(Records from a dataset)
● ● ● ●

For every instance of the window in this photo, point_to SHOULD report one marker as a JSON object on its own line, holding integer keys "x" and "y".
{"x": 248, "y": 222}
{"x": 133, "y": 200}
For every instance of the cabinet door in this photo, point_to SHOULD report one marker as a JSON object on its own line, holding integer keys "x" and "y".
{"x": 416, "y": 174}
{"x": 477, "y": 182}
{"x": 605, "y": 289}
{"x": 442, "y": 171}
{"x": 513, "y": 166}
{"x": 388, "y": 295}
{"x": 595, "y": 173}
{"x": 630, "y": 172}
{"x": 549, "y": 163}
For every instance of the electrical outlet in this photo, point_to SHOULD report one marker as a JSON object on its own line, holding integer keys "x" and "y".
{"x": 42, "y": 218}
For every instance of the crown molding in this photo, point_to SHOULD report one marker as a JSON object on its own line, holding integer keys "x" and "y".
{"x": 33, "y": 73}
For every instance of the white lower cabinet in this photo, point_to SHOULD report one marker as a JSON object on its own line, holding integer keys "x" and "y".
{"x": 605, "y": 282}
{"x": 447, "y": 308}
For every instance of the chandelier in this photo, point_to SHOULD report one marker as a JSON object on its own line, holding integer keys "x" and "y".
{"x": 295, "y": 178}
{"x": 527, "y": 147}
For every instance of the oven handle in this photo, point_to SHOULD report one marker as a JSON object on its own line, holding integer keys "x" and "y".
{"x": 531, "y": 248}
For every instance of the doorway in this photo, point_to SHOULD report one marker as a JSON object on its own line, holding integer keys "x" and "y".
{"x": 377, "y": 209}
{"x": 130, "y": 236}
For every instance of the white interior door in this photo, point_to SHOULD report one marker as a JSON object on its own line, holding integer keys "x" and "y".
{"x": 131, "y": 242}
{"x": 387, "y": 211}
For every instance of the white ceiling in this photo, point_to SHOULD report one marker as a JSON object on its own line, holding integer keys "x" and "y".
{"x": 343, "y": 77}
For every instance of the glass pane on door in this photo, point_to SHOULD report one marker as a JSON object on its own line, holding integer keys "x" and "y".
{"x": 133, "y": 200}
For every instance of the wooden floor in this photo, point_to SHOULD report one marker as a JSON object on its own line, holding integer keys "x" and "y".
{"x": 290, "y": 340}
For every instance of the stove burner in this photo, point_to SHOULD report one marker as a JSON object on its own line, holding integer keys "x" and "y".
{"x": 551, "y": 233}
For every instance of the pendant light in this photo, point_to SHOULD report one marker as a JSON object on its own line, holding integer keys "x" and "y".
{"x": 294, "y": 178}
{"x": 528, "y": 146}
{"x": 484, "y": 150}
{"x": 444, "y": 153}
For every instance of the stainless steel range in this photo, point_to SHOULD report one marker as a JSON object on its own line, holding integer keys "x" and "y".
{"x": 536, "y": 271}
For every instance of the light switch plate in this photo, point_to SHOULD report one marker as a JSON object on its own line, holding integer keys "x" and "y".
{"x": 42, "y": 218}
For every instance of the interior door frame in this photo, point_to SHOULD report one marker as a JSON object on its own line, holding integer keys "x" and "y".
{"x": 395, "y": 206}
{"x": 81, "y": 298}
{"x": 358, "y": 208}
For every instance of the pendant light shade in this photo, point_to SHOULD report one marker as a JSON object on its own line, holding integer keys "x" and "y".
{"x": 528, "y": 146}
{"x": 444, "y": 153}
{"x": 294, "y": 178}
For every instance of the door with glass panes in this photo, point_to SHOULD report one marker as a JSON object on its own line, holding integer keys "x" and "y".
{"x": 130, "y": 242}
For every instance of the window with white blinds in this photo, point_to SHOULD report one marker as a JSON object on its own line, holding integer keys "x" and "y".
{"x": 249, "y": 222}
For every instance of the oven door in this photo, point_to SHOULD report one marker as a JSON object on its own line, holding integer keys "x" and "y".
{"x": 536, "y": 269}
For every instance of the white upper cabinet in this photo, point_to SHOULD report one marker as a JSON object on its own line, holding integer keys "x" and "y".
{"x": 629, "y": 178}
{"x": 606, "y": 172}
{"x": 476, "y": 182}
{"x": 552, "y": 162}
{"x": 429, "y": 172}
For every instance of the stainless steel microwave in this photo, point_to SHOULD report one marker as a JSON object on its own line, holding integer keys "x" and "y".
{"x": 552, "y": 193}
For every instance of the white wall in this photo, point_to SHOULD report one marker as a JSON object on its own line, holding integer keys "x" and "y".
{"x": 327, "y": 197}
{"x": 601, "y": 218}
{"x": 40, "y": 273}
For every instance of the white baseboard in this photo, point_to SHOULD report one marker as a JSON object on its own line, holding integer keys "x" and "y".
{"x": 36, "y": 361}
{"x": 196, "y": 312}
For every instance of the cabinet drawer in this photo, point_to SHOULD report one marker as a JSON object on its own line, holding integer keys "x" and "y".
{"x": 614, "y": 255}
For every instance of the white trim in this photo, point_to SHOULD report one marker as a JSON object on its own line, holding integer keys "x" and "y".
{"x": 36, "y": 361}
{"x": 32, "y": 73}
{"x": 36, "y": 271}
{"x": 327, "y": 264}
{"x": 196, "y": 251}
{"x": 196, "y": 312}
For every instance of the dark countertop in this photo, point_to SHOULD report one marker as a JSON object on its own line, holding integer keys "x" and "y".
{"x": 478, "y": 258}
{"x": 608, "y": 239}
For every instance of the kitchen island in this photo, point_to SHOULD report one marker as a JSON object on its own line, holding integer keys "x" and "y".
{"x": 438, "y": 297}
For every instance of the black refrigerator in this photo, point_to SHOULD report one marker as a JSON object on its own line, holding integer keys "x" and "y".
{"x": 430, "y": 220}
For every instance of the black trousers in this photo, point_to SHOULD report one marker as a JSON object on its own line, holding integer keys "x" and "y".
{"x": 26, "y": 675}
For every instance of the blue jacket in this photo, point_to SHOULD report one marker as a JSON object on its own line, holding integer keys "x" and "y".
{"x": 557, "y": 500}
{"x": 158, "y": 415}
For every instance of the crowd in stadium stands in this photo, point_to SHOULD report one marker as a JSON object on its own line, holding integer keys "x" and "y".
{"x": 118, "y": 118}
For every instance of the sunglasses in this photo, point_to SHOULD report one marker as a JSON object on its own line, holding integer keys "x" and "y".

● ● ● ●

= WORK REQUEST =
The complete data above is to be written out again as it stands.

= ANSWER AREA =
For every instance of the window in this photo, point_to SHOULD report one marker as a JSON object on its own line, holding integer keys "x" and "y".
{"x": 248, "y": 222}
{"x": 133, "y": 200}
For every instance of the cabinet door in this photo, point_to SHOULD report one marker as a JSON object on its own line, holding integer keys "x" and "y".
{"x": 416, "y": 174}
{"x": 477, "y": 182}
{"x": 605, "y": 289}
{"x": 442, "y": 171}
{"x": 513, "y": 166}
{"x": 388, "y": 295}
{"x": 595, "y": 173}
{"x": 630, "y": 172}
{"x": 549, "y": 163}
For every instance of the electrical outlet in this photo, point_to SHOULD report one marker as a JSON object on its own line, holding integer keys "x" and "y".
{"x": 42, "y": 218}
For every instance of the crown molding in this photo, point_to SHOULD report one marker as a JSON object on its own line, holding integer keys "x" and "y".
{"x": 33, "y": 73}
For every instance of the white lower cabinet in this photo, point_to SHOULD report one marker as a JSON object on its own line, holding integer keys "x" and "y".
{"x": 605, "y": 282}
{"x": 447, "y": 308}
For every instance of the chandelier in this photo, point_to SHOULD report one marker as a JSON object on its own line, holding integer keys "x" and "y".
{"x": 295, "y": 178}
{"x": 527, "y": 147}
For every instance of the oven handle in this photo, point_to SHOULD report one marker as a JSON object on its own line, holding integer keys "x" and "y".
{"x": 531, "y": 248}
For every instance of the doorway in this photo, point_to SHOULD report one marker as a JSON object on its own line, holding integer keys "x" and "y".
{"x": 377, "y": 209}
{"x": 130, "y": 236}
For every instance of the white interior door in this photo, point_to SHOULD report one marker as a JSON object on its own line, holding integer keys "x" and "y".
{"x": 131, "y": 242}
{"x": 387, "y": 211}
For every instance of the white ceiling in this photo, point_to SHOULD report one marker as a JSON object on its own line, holding integer keys "x" and "y".
{"x": 343, "y": 77}
For every instance of the glass pane on door in this photo, point_to SHOULD report one marker as a JSON object on its own line, holding integer keys "x" and "y".
{"x": 133, "y": 200}
For every instance of the wooden floor in this photo, point_to SHOULD report one marker as a JSON object on its own line, holding integer keys "x" and "y".
{"x": 290, "y": 340}
For every instance of the stove burner in this photo, point_to SHOULD report one marker as a JSON object on its own line, holding integer keys "x" and "y".
{"x": 551, "y": 233}
For every instance of the pendant light in this photo, point_to SHOULD report one marker as a JSON object on its own line, holding integer keys "x" and "y".
{"x": 294, "y": 178}
{"x": 528, "y": 146}
{"x": 484, "y": 150}
{"x": 444, "y": 153}
For every instance of the stainless steel range in this photo, point_to SHOULD report one marker as a JSON object on its own line, holding integer keys "x" and "y".
{"x": 536, "y": 271}
For every instance of the light switch plate in this photo, point_to SHOULD report one marker as a JSON object on its own line, holding integer keys "x" and "y".
{"x": 42, "y": 218}
For every instance of the interior door frame in this photo, point_to SHOULD report one marker as a JSON object on its own line, holding integer keys "x" and "y".
{"x": 395, "y": 206}
{"x": 81, "y": 298}
{"x": 358, "y": 208}
For every instance of the pendant light shade in this photo, point_to SHOULD report one marker as a JSON object on its own line, holding integer keys "x" and "y".
{"x": 528, "y": 146}
{"x": 444, "y": 153}
{"x": 294, "y": 178}
For every instance of the door with glass panes in this photo, point_to SHOULD report one marker as a JSON object on its own line, holding integer keys "x" and "y".
{"x": 130, "y": 242}
For every instance of the window with white blinds in this photo, point_to SHOULD report one marker as a JSON object on its own line, holding integer keys "x" and "y".
{"x": 249, "y": 222}
For every instance of the oven door in this photo, point_to SHOULD report one marker as a JSON object on its own line, holding integer keys "x" and "y".
{"x": 536, "y": 269}
For every instance of the white upper cabinet in this photo, point_to SHOULD report one marker as a JSON object on its own line, holding integer keys "x" and "y".
{"x": 629, "y": 178}
{"x": 606, "y": 172}
{"x": 476, "y": 182}
{"x": 552, "y": 162}
{"x": 429, "y": 172}
For every instance of the stainless steel microwave in this photo, point_to SHOULD report one marker as a JSON object on its own line, holding integer keys "x" and "y".
{"x": 552, "y": 193}
For every instance of the white wall in this photo, point_to SHOULD report one marker as a JSON object on its own line, holding integer keys "x" and "y".
{"x": 327, "y": 197}
{"x": 601, "y": 218}
{"x": 40, "y": 273}
For every instance of the white baseboard in this photo, point_to SHOULD report one marker as a JSON object on its own line, holding integer keys "x" and "y".
{"x": 36, "y": 361}
{"x": 196, "y": 312}
For every instance of the cabinet drawer in this photo, point_to SHOULD report one marker as a JSON object on its own line, holding integer keys "x" and "y".
{"x": 614, "y": 255}
For every instance of the white trim in this photo, point_to SHOULD report one marker as a JSON object on its own line, holding integer keys "x" and "y".
{"x": 36, "y": 361}
{"x": 32, "y": 73}
{"x": 36, "y": 271}
{"x": 327, "y": 264}
{"x": 196, "y": 251}
{"x": 196, "y": 312}
For every instance of the dark countertop in this photo, point_to SHOULD report one marker as a JSON object on its own line, holding integer keys "x" and "y".
{"x": 478, "y": 258}
{"x": 608, "y": 239}
For every instance of the kitchen island in this photo, point_to SHOULD report one marker as a JSON object on its own line, holding integer keys "x" and "y".
{"x": 438, "y": 297}
For every instance of the black refrigerator in this photo, point_to SHOULD report one marker as a JSON object on its own line, holding integer keys "x" and "y".
{"x": 430, "y": 220}
For every instance of the black trousers in this photo, point_to SHOULD report one marker as a JSON object on its own line, holding integer keys "x" and "y".
{"x": 26, "y": 675}
For every instance of the blue jacket in this photo, point_to SHOULD report one marker as a JSON object on its own line, holding integer keys "x" and "y".
{"x": 557, "y": 500}
{"x": 158, "y": 415}
For every instance of the crowd in stadium stands in this photo, point_to SHOULD report one marker as a JSON object on its own line, holding integer keys "x" and "y".
{"x": 118, "y": 118}
For every instance of the sunglasses in this photo, point_to SHOULD report one marker as a JSON object on its own line, holding integer keys "x" and "y".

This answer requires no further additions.